* **To do**: Return each line of the material below that contains the word "person", matching case exactly.
— begin Provided entries —
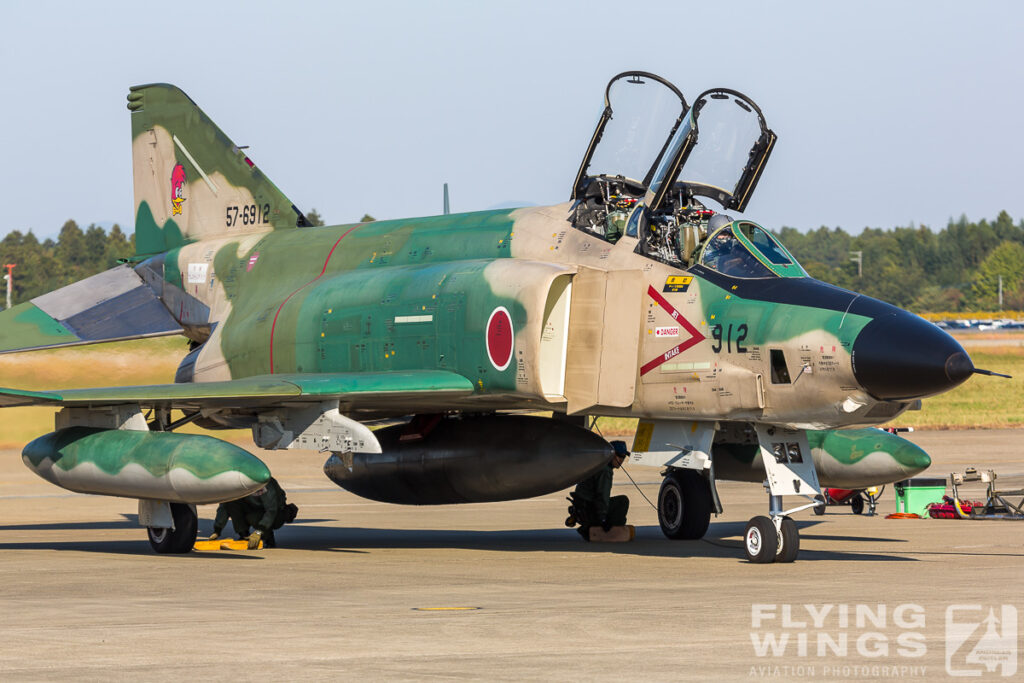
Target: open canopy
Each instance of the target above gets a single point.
(651, 160)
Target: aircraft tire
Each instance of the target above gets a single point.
(179, 540)
(788, 542)
(857, 505)
(684, 505)
(761, 541)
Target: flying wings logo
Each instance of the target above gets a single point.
(177, 188)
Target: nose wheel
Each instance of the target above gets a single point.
(771, 540)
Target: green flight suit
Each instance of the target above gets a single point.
(595, 495)
(263, 510)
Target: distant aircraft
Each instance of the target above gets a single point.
(631, 299)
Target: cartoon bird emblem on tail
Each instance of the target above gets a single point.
(177, 188)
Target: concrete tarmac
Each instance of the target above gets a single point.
(367, 591)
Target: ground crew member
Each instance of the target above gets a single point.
(262, 511)
(592, 500)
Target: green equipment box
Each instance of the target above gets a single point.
(914, 495)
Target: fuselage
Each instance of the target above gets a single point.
(425, 293)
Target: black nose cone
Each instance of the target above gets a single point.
(900, 356)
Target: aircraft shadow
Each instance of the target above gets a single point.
(649, 542)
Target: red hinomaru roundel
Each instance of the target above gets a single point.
(500, 338)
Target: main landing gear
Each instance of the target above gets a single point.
(180, 538)
(684, 505)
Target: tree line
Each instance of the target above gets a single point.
(956, 268)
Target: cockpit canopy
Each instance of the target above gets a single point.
(742, 249)
(652, 156)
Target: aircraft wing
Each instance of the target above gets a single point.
(380, 388)
(114, 305)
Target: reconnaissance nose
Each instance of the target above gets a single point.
(900, 356)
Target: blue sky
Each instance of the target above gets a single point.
(888, 113)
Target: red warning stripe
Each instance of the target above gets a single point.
(695, 336)
(328, 260)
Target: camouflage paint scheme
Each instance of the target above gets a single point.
(179, 468)
(454, 312)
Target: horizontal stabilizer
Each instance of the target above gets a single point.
(261, 390)
(114, 305)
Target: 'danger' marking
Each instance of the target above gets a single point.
(500, 338)
(695, 336)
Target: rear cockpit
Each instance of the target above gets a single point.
(653, 160)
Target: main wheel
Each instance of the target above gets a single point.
(180, 539)
(788, 542)
(857, 505)
(761, 541)
(684, 505)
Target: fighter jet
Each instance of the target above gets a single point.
(640, 296)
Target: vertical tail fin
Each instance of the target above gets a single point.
(190, 180)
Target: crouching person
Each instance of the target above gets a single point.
(257, 515)
(593, 504)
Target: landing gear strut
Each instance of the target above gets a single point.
(684, 505)
(181, 537)
(773, 539)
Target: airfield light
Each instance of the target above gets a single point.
(858, 258)
(9, 276)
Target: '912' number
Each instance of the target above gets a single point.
(730, 338)
(252, 214)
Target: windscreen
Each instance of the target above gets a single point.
(765, 244)
(643, 113)
(728, 255)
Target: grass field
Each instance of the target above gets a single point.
(979, 402)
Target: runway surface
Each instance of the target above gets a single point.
(355, 589)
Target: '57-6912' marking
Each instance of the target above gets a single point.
(252, 214)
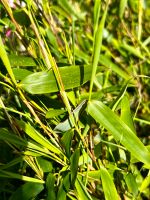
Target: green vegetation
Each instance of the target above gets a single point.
(74, 99)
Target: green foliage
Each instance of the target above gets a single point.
(74, 99)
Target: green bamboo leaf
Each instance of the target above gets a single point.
(51, 113)
(66, 142)
(97, 47)
(69, 8)
(122, 6)
(121, 132)
(27, 191)
(104, 60)
(5, 59)
(108, 185)
(44, 164)
(126, 113)
(64, 188)
(145, 183)
(45, 82)
(131, 184)
(21, 61)
(11, 175)
(67, 124)
(39, 138)
(20, 74)
(95, 174)
(19, 142)
(82, 193)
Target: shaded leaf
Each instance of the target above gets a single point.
(121, 132)
(27, 191)
(126, 113)
(81, 190)
(45, 82)
(108, 185)
(64, 188)
(50, 181)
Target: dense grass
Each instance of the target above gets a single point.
(74, 104)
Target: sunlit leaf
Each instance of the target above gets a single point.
(120, 131)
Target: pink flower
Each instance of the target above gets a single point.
(8, 33)
(11, 3)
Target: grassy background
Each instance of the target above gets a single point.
(74, 104)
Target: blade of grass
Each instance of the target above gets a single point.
(6, 62)
(7, 174)
(97, 47)
(109, 188)
(120, 131)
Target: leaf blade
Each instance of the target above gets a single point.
(104, 115)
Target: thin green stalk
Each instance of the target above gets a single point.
(140, 13)
(97, 48)
(6, 62)
(73, 39)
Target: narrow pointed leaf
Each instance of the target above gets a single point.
(104, 60)
(108, 185)
(126, 113)
(50, 181)
(122, 6)
(121, 132)
(27, 191)
(45, 82)
(35, 135)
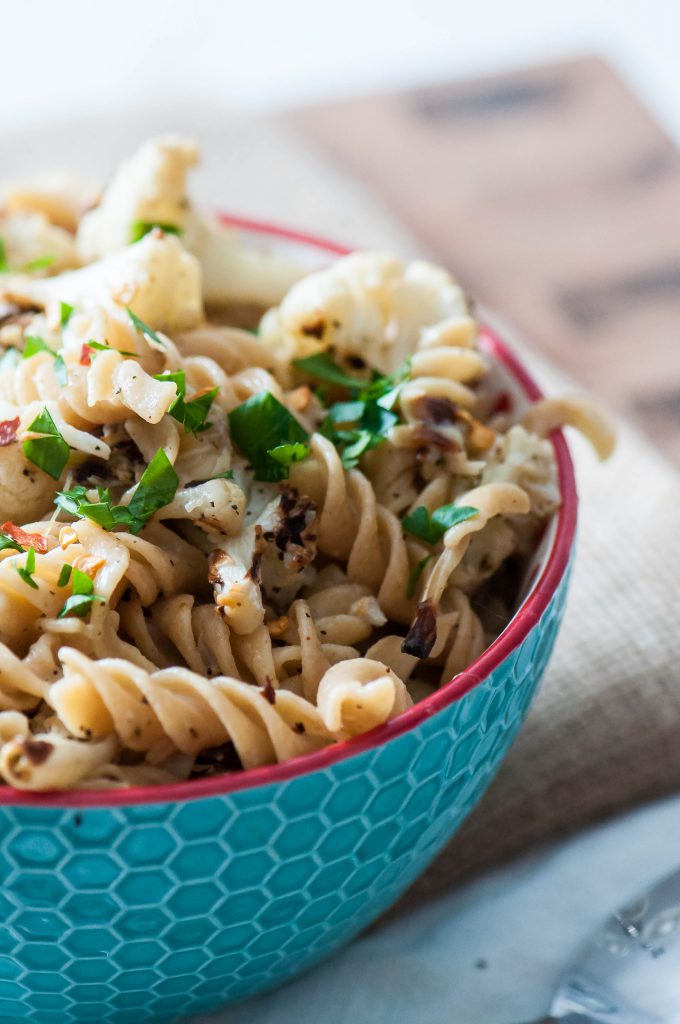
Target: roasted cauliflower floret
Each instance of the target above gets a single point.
(151, 188)
(147, 188)
(367, 304)
(157, 279)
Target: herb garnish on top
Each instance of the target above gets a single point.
(365, 421)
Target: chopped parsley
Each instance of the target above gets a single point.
(144, 329)
(82, 595)
(60, 371)
(367, 428)
(138, 228)
(432, 527)
(157, 487)
(66, 312)
(97, 346)
(65, 574)
(362, 423)
(262, 425)
(193, 414)
(415, 576)
(49, 453)
(41, 263)
(34, 345)
(286, 454)
(8, 543)
(26, 571)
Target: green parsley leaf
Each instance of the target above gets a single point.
(65, 574)
(8, 543)
(178, 378)
(41, 263)
(156, 488)
(82, 595)
(34, 345)
(193, 414)
(346, 413)
(260, 425)
(323, 368)
(415, 576)
(79, 604)
(141, 327)
(139, 228)
(363, 423)
(50, 453)
(286, 454)
(369, 430)
(60, 371)
(26, 571)
(431, 528)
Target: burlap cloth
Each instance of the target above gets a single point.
(604, 730)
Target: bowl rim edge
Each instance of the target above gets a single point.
(526, 616)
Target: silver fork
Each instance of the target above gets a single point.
(629, 973)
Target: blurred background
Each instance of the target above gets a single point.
(532, 146)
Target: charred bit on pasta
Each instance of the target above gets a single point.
(423, 633)
(37, 751)
(268, 691)
(435, 409)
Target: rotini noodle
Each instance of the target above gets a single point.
(222, 548)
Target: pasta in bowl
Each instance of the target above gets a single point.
(275, 596)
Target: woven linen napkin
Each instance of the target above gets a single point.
(604, 730)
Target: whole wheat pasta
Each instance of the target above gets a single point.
(222, 548)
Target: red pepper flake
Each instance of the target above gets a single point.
(35, 541)
(8, 430)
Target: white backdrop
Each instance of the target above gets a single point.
(89, 56)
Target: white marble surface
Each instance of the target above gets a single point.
(492, 951)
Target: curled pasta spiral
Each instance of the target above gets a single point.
(175, 709)
(221, 548)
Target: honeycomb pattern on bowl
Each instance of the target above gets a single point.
(145, 912)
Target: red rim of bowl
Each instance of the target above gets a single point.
(524, 619)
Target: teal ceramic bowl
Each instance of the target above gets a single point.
(153, 903)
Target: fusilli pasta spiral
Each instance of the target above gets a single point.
(222, 548)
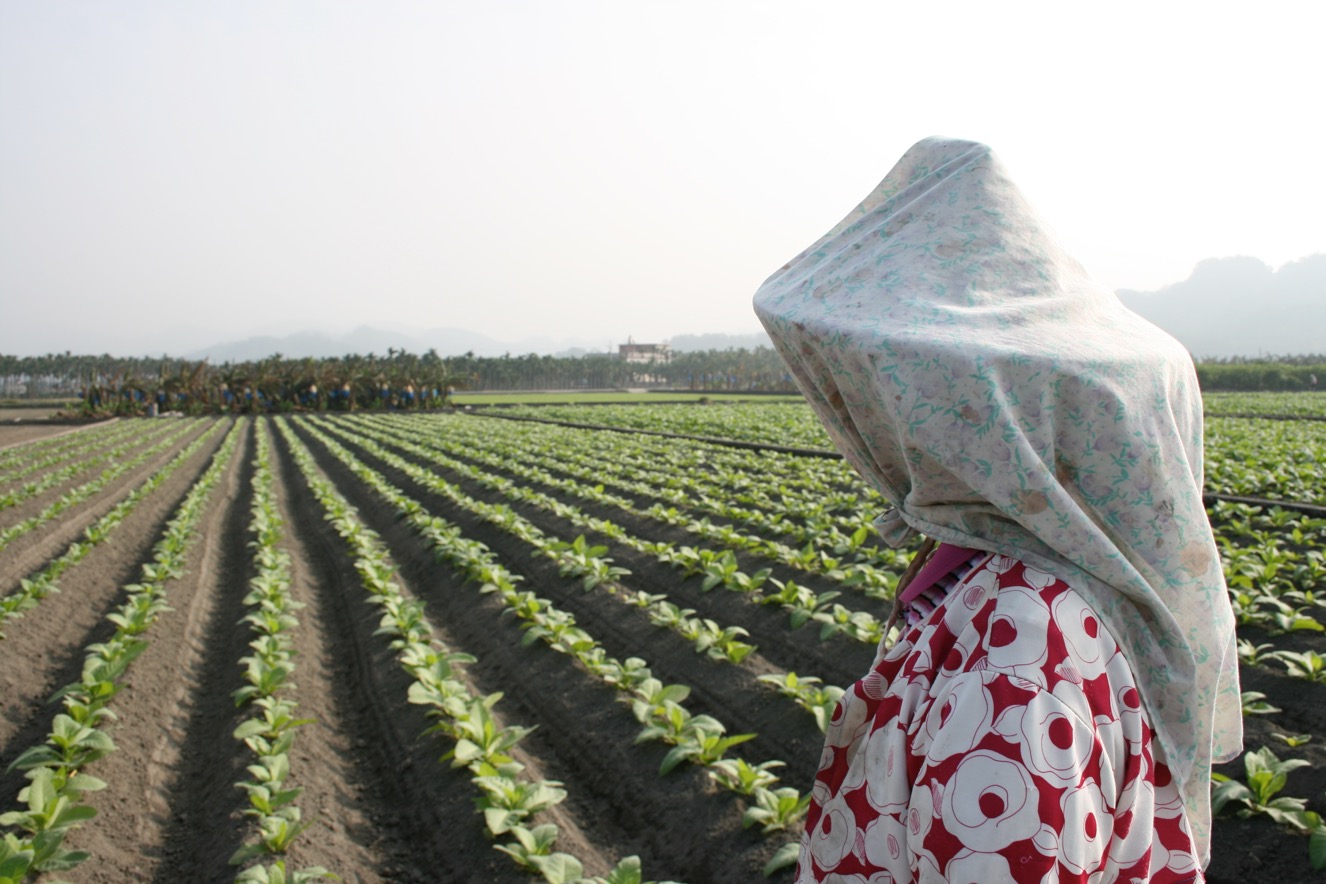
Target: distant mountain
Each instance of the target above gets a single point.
(1240, 306)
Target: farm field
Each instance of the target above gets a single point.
(329, 642)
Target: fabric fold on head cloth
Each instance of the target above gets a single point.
(1000, 399)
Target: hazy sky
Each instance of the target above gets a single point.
(175, 174)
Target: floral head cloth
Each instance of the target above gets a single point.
(1000, 399)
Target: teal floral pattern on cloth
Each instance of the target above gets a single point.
(1000, 399)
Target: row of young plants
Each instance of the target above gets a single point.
(691, 487)
(833, 541)
(775, 423)
(1281, 460)
(1259, 559)
(577, 558)
(509, 798)
(43, 453)
(45, 581)
(1272, 459)
(55, 801)
(574, 558)
(92, 487)
(659, 707)
(86, 463)
(718, 567)
(269, 732)
(1274, 575)
(1260, 567)
(590, 563)
(1290, 404)
(1273, 566)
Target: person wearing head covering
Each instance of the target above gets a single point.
(1064, 673)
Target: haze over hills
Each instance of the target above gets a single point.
(1240, 306)
(1235, 306)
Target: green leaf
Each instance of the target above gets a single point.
(1317, 847)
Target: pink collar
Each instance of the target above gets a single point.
(946, 558)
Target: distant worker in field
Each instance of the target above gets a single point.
(1065, 672)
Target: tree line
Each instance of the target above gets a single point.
(401, 379)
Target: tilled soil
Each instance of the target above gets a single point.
(383, 807)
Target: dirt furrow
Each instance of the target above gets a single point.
(680, 826)
(44, 650)
(35, 549)
(417, 815)
(171, 774)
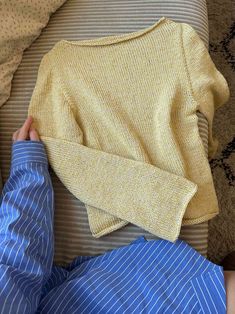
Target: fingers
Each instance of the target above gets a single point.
(15, 134)
(33, 135)
(26, 132)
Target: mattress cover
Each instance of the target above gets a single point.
(78, 20)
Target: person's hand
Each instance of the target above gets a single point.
(26, 132)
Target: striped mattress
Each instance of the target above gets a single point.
(77, 20)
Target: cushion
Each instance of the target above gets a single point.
(21, 24)
(77, 20)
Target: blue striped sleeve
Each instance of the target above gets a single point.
(26, 229)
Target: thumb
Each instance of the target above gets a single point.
(33, 134)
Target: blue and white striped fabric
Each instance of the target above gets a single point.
(153, 276)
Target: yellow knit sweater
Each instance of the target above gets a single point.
(118, 118)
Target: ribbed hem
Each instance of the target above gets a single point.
(28, 151)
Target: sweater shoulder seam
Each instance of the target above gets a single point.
(186, 68)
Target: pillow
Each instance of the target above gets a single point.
(21, 23)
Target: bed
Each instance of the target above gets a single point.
(77, 20)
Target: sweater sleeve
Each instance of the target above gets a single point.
(131, 190)
(209, 88)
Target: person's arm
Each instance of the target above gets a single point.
(26, 227)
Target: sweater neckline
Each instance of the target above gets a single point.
(109, 40)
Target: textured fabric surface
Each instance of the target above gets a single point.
(21, 23)
(146, 276)
(110, 109)
(77, 20)
(222, 32)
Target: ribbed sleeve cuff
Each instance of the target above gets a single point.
(28, 151)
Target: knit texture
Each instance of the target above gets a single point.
(118, 118)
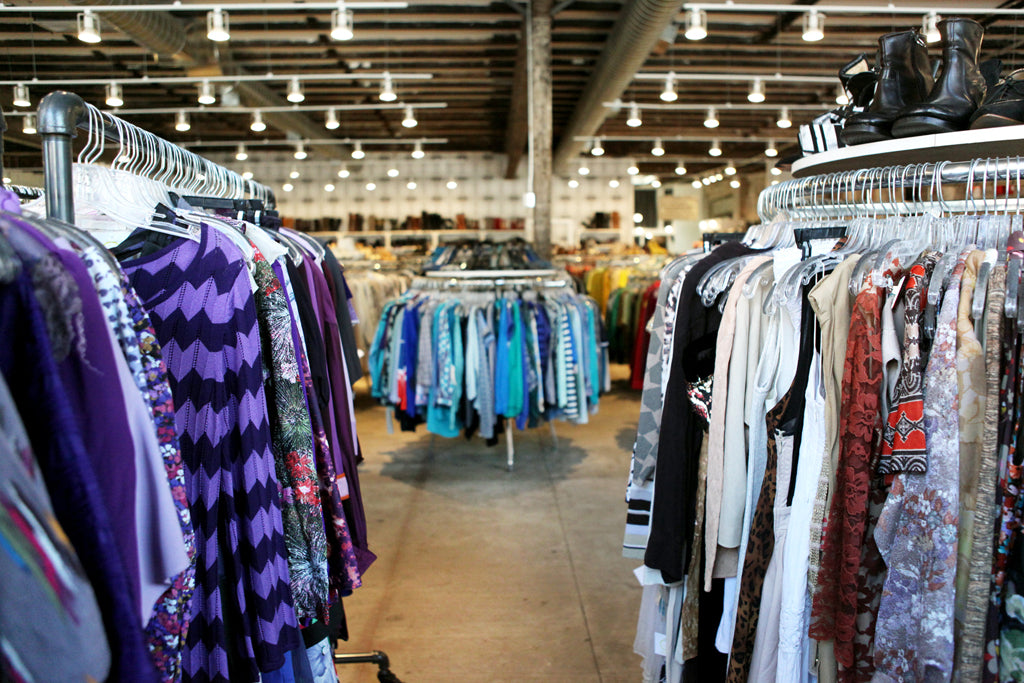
— end Provided entries —
* **Correct output**:
Target: crouching person
Target: person wearing head covering
Target: person's hand
Target: person's arm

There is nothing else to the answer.